··· AVAILABLE RECORDS ···

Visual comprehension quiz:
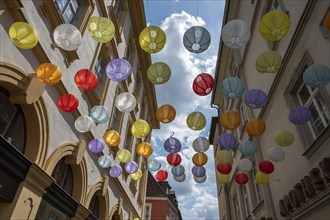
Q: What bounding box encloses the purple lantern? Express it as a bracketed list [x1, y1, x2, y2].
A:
[88, 138, 106, 154]
[289, 106, 312, 125]
[105, 59, 131, 82]
[244, 89, 267, 109]
[125, 161, 139, 174]
[109, 165, 123, 178]
[192, 166, 206, 177]
[219, 133, 237, 150]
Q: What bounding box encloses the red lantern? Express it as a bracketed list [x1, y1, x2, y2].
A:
[74, 69, 99, 91]
[57, 94, 79, 112]
[259, 160, 274, 174]
[166, 153, 181, 166]
[193, 73, 214, 96]
[217, 163, 231, 174]
[156, 170, 168, 182]
[235, 173, 249, 185]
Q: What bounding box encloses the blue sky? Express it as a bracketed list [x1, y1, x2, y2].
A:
[144, 0, 225, 219]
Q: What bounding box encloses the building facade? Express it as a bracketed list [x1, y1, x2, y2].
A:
[0, 0, 159, 219]
[209, 0, 330, 219]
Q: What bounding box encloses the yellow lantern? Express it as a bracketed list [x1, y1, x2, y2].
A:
[8, 22, 38, 49]
[139, 26, 166, 53]
[88, 17, 115, 43]
[136, 142, 153, 158]
[103, 130, 120, 147]
[37, 63, 62, 85]
[131, 119, 150, 138]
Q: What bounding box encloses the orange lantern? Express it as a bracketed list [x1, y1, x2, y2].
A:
[220, 111, 241, 130]
[37, 63, 62, 85]
[136, 142, 153, 157]
[156, 105, 176, 123]
[245, 118, 266, 137]
[192, 153, 207, 166]
[103, 130, 120, 147]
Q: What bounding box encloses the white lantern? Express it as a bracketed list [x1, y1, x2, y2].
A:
[74, 115, 94, 133]
[115, 92, 136, 112]
[53, 24, 81, 51]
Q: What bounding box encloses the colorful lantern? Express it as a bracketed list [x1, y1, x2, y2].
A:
[220, 111, 241, 130]
[139, 26, 166, 53]
[193, 73, 214, 96]
[186, 112, 206, 131]
[147, 62, 171, 85]
[53, 24, 81, 51]
[156, 105, 176, 123]
[88, 17, 115, 43]
[256, 50, 282, 73]
[221, 19, 251, 49]
[245, 118, 266, 137]
[36, 63, 62, 85]
[244, 89, 267, 109]
[131, 119, 150, 138]
[275, 131, 294, 147]
[303, 64, 330, 88]
[103, 130, 120, 147]
[8, 22, 38, 49]
[105, 58, 132, 82]
[57, 94, 79, 112]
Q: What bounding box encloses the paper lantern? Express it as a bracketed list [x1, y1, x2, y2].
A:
[220, 77, 244, 99]
[103, 130, 120, 147]
[171, 165, 185, 176]
[97, 155, 111, 169]
[193, 73, 214, 96]
[259, 160, 274, 174]
[191, 166, 206, 177]
[220, 111, 241, 130]
[221, 19, 251, 49]
[57, 94, 79, 112]
[90, 105, 110, 124]
[255, 172, 269, 184]
[289, 106, 312, 125]
[239, 141, 257, 157]
[244, 89, 267, 109]
[125, 161, 139, 174]
[8, 22, 38, 49]
[131, 119, 150, 138]
[192, 153, 208, 166]
[267, 147, 285, 162]
[88, 17, 115, 43]
[166, 153, 181, 166]
[275, 131, 294, 147]
[186, 112, 206, 131]
[115, 92, 136, 113]
[147, 62, 171, 85]
[156, 105, 176, 124]
[156, 170, 168, 182]
[109, 165, 123, 178]
[183, 26, 211, 53]
[74, 115, 94, 133]
[235, 173, 249, 185]
[53, 24, 82, 51]
[88, 138, 106, 154]
[139, 26, 166, 53]
[105, 58, 132, 82]
[193, 137, 210, 153]
[136, 142, 153, 158]
[303, 64, 330, 88]
[245, 118, 266, 137]
[36, 63, 62, 85]
[216, 150, 233, 164]
[256, 50, 282, 73]
[259, 10, 291, 41]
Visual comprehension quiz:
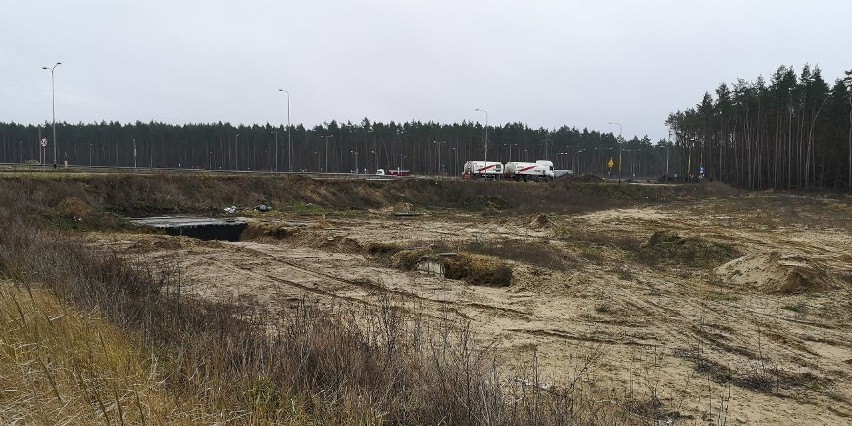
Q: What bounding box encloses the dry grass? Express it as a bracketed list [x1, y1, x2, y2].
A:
[0, 282, 205, 425]
[0, 212, 652, 425]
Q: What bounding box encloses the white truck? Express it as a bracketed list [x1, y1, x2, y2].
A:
[462, 161, 503, 179]
[505, 160, 555, 181]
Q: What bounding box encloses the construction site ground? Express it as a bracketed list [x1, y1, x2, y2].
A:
[89, 193, 852, 425]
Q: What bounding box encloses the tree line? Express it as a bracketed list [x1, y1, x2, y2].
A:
[0, 118, 680, 178]
[666, 65, 852, 191]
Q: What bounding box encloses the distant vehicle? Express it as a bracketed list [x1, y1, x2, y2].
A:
[462, 161, 503, 180]
[376, 168, 411, 177]
[504, 160, 555, 182]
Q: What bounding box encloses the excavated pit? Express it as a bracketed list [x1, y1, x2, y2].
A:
[130, 216, 248, 241]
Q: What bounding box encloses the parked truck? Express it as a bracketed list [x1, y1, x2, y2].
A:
[504, 160, 554, 181]
[462, 161, 503, 180]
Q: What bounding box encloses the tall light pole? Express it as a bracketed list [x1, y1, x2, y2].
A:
[282, 89, 294, 173]
[41, 62, 62, 169]
[666, 128, 672, 183]
[432, 141, 447, 176]
[269, 132, 278, 172]
[234, 133, 240, 171]
[475, 108, 488, 162]
[320, 135, 334, 173]
[571, 149, 585, 175]
[609, 121, 623, 183]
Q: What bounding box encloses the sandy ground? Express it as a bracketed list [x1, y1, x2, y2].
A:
[92, 194, 852, 425]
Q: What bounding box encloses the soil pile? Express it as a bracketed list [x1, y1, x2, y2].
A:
[639, 231, 739, 267]
[530, 214, 553, 229]
[716, 252, 841, 294]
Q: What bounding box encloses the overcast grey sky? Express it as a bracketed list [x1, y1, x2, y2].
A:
[5, 0, 852, 141]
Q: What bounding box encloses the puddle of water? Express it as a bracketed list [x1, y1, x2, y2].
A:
[130, 216, 248, 241]
[417, 259, 444, 277]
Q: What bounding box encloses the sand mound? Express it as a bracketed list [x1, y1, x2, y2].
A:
[640, 231, 739, 267]
[716, 252, 841, 294]
[530, 214, 553, 229]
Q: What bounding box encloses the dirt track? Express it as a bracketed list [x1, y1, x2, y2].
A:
[92, 194, 852, 424]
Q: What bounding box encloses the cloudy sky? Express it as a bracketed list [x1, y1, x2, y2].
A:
[0, 0, 852, 140]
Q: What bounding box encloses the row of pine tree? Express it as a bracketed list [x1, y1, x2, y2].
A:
[0, 65, 852, 190]
[666, 65, 852, 189]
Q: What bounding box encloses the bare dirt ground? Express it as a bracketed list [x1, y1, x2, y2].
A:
[91, 194, 852, 424]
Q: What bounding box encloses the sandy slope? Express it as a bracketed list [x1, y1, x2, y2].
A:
[93, 195, 852, 424]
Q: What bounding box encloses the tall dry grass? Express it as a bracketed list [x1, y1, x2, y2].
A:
[0, 217, 652, 425]
[0, 175, 668, 425]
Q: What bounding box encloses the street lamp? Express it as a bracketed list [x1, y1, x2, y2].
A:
[320, 135, 334, 173]
[503, 143, 518, 162]
[609, 121, 623, 183]
[556, 152, 569, 170]
[475, 108, 488, 163]
[234, 133, 240, 171]
[282, 89, 293, 172]
[269, 132, 278, 172]
[41, 62, 62, 169]
[432, 141, 447, 176]
[571, 149, 585, 176]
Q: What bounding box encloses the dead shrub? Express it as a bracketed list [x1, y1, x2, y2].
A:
[240, 222, 293, 241]
[56, 197, 92, 219]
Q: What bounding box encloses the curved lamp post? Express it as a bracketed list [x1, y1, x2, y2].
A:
[41, 62, 62, 169]
[474, 108, 488, 163]
[609, 121, 623, 183]
[282, 89, 293, 172]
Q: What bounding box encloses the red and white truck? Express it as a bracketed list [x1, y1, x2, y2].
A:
[376, 169, 411, 176]
[462, 161, 503, 179]
[504, 160, 554, 181]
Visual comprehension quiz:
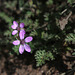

···

TASK GOAL:
Copy the lines exactly, from the start of the records through the line containing "[144, 0, 225, 219]", both ends included. Omit the pictures from your copy.

EXERCISE SOLUTION:
Visual comprehension quiz:
Q: What bounding box encloses the purple lantern? Express it as a bracketed list [x1, y1, x2, y2].
A:
[88, 138, 106, 154]
[289, 106, 312, 125]
[105, 59, 131, 82]
[244, 89, 267, 109]
[125, 161, 139, 174]
[109, 165, 123, 178]
[192, 166, 206, 177]
[219, 133, 237, 150]
Q: What bounding box encloses the red lantern? Express it as a bracketed list [x1, y1, x2, y2].
A:
[74, 69, 99, 91]
[57, 94, 79, 112]
[259, 160, 274, 174]
[166, 153, 181, 166]
[193, 73, 214, 96]
[217, 163, 231, 174]
[156, 170, 168, 182]
[235, 173, 249, 185]
Q: What bounding box encloses the blue sky? Express it as a bracketed list [x1, y1, x2, y2].
A:
[144, 0, 225, 219]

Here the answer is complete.